EXERCISE DETAILS: Copy out each line below exactly as it appears.

EXTRACTED ENTRIES:
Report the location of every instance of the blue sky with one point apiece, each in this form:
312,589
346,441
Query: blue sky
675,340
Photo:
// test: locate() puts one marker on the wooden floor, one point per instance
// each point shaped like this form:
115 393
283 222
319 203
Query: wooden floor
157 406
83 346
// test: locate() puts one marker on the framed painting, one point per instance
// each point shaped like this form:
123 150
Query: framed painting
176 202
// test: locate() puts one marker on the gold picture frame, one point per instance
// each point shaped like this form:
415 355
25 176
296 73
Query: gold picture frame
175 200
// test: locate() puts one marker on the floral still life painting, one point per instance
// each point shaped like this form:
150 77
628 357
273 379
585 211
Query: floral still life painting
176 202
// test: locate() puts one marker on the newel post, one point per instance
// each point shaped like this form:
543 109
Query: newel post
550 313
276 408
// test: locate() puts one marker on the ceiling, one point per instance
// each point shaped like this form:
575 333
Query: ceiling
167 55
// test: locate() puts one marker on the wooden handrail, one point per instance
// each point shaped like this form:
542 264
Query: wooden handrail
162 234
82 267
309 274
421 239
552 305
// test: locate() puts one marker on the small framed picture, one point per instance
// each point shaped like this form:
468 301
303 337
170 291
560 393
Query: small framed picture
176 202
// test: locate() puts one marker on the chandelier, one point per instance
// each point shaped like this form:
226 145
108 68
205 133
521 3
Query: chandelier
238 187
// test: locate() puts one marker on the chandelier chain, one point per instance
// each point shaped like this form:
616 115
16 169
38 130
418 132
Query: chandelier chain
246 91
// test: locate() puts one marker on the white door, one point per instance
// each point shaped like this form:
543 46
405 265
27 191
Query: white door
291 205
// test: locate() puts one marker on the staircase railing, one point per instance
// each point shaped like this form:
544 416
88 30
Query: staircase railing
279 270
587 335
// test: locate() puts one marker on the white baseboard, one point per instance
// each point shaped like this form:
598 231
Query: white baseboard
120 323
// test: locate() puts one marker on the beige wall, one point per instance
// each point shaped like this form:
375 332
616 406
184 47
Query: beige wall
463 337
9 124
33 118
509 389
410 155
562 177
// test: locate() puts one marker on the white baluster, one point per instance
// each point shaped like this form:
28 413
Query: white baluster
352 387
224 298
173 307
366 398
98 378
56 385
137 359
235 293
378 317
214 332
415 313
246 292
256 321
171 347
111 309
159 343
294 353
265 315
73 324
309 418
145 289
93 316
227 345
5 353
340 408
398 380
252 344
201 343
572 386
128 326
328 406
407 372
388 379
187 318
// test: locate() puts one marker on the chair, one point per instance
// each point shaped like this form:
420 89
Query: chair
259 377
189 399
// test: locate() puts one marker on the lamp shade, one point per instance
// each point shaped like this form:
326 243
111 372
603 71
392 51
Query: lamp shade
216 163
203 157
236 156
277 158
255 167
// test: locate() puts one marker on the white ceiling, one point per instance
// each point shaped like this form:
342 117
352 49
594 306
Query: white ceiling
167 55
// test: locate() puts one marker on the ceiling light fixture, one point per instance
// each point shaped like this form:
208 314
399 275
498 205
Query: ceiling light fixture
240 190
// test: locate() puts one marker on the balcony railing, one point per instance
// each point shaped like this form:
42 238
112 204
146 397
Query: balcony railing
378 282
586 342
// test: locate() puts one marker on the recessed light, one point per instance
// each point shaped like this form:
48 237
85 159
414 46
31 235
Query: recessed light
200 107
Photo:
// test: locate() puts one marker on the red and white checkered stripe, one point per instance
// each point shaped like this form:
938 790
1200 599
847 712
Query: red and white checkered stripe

ANSWER FOR THIS EXERCISE:
Report the location of every instance of the blue sky with one point apiece, each in this form:
312,589
346,441
Query: blue sky
675,340
Photo:
// test: locate() puts one marker on the wooden floor, one point per instance
// each point shaped like this form:
115 393
283 222
319 203
Query: wooden floor
157 406
83 346
// test: locate() puts one marker on the framed painting, one point per instance
// each point shaped like this form:
123 150
Query: framed painting
176 202
// test: locate() puts one marker on the gold picture frame, one point per instance
// each point shaped like this form:
415 355
25 176
296 73
Query: gold picture frame
175 200
// test: locate() puts one marker on the floral still life painting, one point per instance
// each point shaped like this form:
150 77
628 357
273 379
585 211
Query: floral still life painting
176 202
// test: locate() puts one marker on the newel post, one point per instance
// each point shaped like this form:
543 109
Query: newel post
550 313
276 408
// test: locate() puts one marker on the ceiling, one point per instance
// each point shaped like this form:
575 333
Query: ceiling
167 55
// test: locate() puts one marker on the wooden handrail, one point per instance
// each point shaped like this form:
542 264
Query: wooden handrail
162 234
82 267
309 274
421 239
552 305
// test: locate() puts one marker on the small framed picture, one point per instance
// each point shaped like this form:
468 301
303 337
170 291
560 393
Query: small framed picture
176 202
// test: locate() puts one marker on the chandelier, one point per instance
// each point shaped like this form:
226 145
108 68
205 133
521 3
Query: chandelier
238 187
// test: locate() puts one marker on the chandelier chain, one point per instance
// each point shaped like this form:
616 115
16 169
38 130
418 132
Query: chandelier chain
246 91
// test: locate() puts one marker on the white door, one point per instance
// each point shaped like this form:
543 46
405 265
27 191
Query: white door
291 205
// test: locate() puts one marker on the staircase railing, one point per instance
// each point shaped like this form:
544 416
88 30
Query: staircase railing
279 270
587 335
// test: locate() puts one marker on the white baseboard, one point per instance
// each point shaped like this form:
598 231
Query: white baseboard
120 323
// test: locate() puts one marker on the beige wall, one point per instance
// each point shaped like this form:
375 332
616 406
184 47
Query: beige wall
463 337
9 124
33 118
509 389
410 155
562 177
// test: locate() puts one marker on the white baluster, one point per instance
// each point shaped like this form:
28 413
Query: white baluster
352 387
224 298
173 307
366 398
98 378
56 385
137 359
235 293
378 317
214 332
415 313
246 292
256 321
171 347
111 309
159 343
294 353
265 315
73 324
309 418
145 289
93 316
227 345
5 353
340 408
398 380
252 344
201 343
572 386
128 326
328 406
407 372
388 379
187 318
// test: locate() puts one marker on the chair, one point per instance
// each point shaped like this form:
420 89
Query: chair
259 377
189 399
// test: locate() puts one marker on the lamp shade, one point per instance
// each point shaped like this form:
326 243
111 372
603 71
392 51
Query: lamp shade
216 163
203 157
236 156
277 158
255 167
// test: locate() puts one marker on the white ceiling, one point per instance
// each point shaped like this form:
342 117
352 49
594 306
Query: white ceiling
167 55
// test: locate() puts one marker on the ceiling light fixture, one point per instance
// each point shaped like this form:
208 314
399 275
498 205
Query: ceiling light fixture
240 190
// test: locate() puts one marker on the balcony railing, one point per instance
// each point shaped like this form:
42 238
112 204
146 397
Query: balcony railing
378 282
586 342
// test: locate() puts one marker on the recessed light, one point per instance
// each point shaped like this form:
48 237
85 159
414 46
31 235
Query: recessed light
200 107
Photo:
// test: locate() puts one marker on the red and white checkered stripe, one point per instance
// each point shaped like this form:
938 790
1200 599
847 712
Query: red and white checkered stripe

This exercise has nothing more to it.